Would you reproduce the entries that follow exactly as they appear?
◆ ◆ ◆ ◆ ◆ ◆ ◆
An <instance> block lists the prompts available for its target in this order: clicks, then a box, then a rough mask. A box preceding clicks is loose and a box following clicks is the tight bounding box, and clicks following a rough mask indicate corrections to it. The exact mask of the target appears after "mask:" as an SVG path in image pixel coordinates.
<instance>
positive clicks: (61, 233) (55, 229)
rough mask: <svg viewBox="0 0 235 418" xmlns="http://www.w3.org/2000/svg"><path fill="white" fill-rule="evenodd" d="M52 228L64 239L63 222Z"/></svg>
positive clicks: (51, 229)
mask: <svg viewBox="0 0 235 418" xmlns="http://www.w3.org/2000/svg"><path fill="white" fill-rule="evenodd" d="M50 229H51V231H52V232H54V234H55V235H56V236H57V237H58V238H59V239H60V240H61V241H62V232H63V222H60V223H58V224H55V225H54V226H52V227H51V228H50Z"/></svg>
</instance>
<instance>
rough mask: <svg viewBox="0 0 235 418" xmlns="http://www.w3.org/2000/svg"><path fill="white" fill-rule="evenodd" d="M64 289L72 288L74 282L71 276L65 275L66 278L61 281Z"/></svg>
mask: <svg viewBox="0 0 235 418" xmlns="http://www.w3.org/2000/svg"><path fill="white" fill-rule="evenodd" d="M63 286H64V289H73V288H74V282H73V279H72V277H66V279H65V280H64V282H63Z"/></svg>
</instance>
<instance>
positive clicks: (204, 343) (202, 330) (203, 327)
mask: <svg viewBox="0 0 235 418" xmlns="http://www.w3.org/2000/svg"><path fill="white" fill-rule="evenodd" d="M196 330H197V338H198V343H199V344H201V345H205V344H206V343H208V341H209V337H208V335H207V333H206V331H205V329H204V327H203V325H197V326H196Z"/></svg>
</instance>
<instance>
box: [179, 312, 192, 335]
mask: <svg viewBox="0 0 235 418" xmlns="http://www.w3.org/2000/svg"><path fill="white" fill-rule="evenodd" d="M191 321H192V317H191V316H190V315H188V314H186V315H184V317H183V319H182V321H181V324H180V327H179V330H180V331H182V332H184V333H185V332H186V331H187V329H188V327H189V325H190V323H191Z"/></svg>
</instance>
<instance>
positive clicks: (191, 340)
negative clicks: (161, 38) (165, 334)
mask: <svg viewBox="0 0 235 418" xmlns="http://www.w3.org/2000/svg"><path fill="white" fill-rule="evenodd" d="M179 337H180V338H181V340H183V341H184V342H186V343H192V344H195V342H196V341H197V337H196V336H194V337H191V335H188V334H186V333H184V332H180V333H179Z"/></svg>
◆ ◆ ◆ ◆ ◆ ◆ ◆
▸ **Response for this exercise**:
An <instance> block lists the prompts available for its target in this order: clicks, then a box, then a rough mask. A box preceding clicks is loose and a box following clicks is the tight bounding box, and clicks following a rough mask indicate corrections to it. The exact mask of the target appears after "mask:" as an SVG path in image pixel coordinates.
<instance>
positive clicks: (61, 233) (55, 229)
rough mask: <svg viewBox="0 0 235 418" xmlns="http://www.w3.org/2000/svg"><path fill="white" fill-rule="evenodd" d="M52 228L64 239L63 222Z"/></svg>
positive clicks: (51, 229)
mask: <svg viewBox="0 0 235 418" xmlns="http://www.w3.org/2000/svg"><path fill="white" fill-rule="evenodd" d="M50 229H51V231H52V232H54V234H55V235H56V236H57V237H58V238H59V239H60V240H61V241H62V232H63V222H60V223H58V224H55V225H54V226H52V227H51V228H50Z"/></svg>
</instance>
<instance>
rough mask: <svg viewBox="0 0 235 418" xmlns="http://www.w3.org/2000/svg"><path fill="white" fill-rule="evenodd" d="M64 289L72 288L74 282L71 276L65 275L66 278L61 281Z"/></svg>
mask: <svg viewBox="0 0 235 418" xmlns="http://www.w3.org/2000/svg"><path fill="white" fill-rule="evenodd" d="M63 286H64V289H73V288H74V282H73V279H72V277H66V279H65V280H64V282H63Z"/></svg>
</instance>
<instance>
positive clicks: (204, 343) (202, 330) (203, 327)
mask: <svg viewBox="0 0 235 418" xmlns="http://www.w3.org/2000/svg"><path fill="white" fill-rule="evenodd" d="M196 330H197V338H198V343H199V344H201V345H205V344H206V343H208V341H209V337H208V335H207V333H206V331H205V329H204V327H203V325H197V326H196Z"/></svg>
</instance>
<instance>
box: [179, 312, 192, 335]
mask: <svg viewBox="0 0 235 418" xmlns="http://www.w3.org/2000/svg"><path fill="white" fill-rule="evenodd" d="M191 321H192V317H191V316H190V315H188V314H186V315H184V317H183V319H182V321H181V324H180V327H179V330H180V331H182V332H184V333H185V332H186V331H187V329H188V327H189V325H190V323H191Z"/></svg>
</instance>
<instance>
positive clicks: (191, 340)
negative clicks: (161, 38) (165, 334)
mask: <svg viewBox="0 0 235 418" xmlns="http://www.w3.org/2000/svg"><path fill="white" fill-rule="evenodd" d="M179 337H180V338H181V340H183V341H184V342H186V343H192V344H195V342H196V341H197V337H196V336H194V337H191V335H188V334H186V333H184V332H180V333H179Z"/></svg>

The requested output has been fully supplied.